A block of data
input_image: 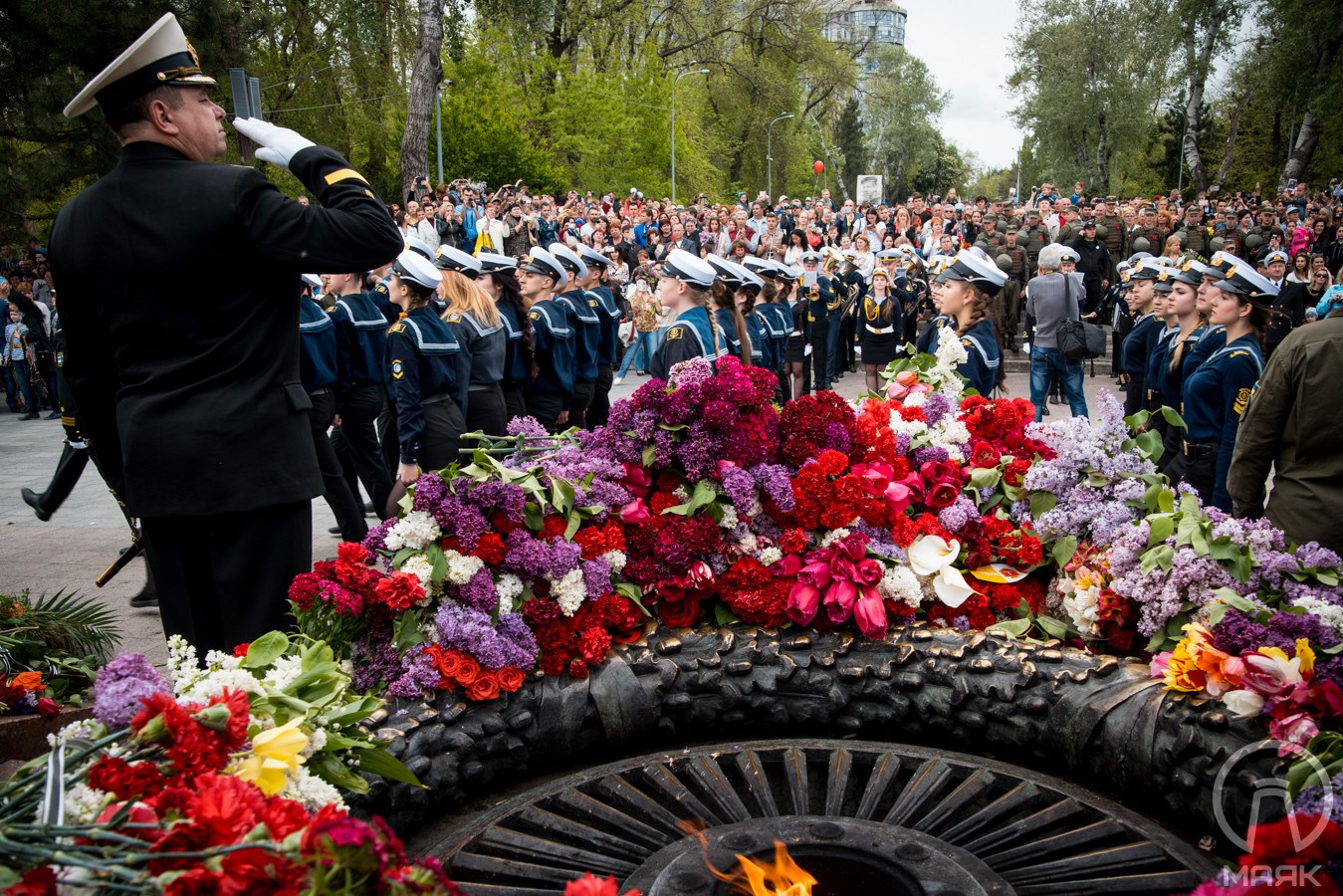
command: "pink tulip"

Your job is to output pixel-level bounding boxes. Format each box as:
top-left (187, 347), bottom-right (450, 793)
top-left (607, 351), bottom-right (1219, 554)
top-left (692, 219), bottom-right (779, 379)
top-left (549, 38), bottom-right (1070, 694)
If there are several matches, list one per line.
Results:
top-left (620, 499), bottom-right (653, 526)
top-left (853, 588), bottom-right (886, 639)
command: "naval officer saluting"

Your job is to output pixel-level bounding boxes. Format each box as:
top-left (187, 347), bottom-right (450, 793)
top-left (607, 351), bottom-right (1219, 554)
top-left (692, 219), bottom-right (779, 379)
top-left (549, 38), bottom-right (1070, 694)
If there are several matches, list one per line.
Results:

— PROBLEM STATEMENT —
Could you write out all of the lines above word for word, leaving the picture out?

— ANSWER BELOW —
input_image: 
command: "pink tulip"

Your job is to output pixel-level bounding boxes. Format each box as:
top-left (187, 347), bottom-right (450, 793)
top-left (607, 351), bottom-right (1219, 554)
top-left (692, 219), bottom-right (779, 379)
top-left (549, 38), bottom-right (1070, 694)
If there are several matches, list one per line.
Results:
top-left (620, 499), bottom-right (653, 526)
top-left (853, 588), bottom-right (886, 639)
command: "naval officer saluting"

Your job is to output pixel-level bounding boxes. Format each box as:
top-left (187, 347), bottom-right (450, 793)
top-left (607, 351), bottom-right (1219, 554)
top-left (692, 219), bottom-right (779, 379)
top-left (549, 38), bottom-right (1070, 694)
If there are several matches, list one per line.
Results:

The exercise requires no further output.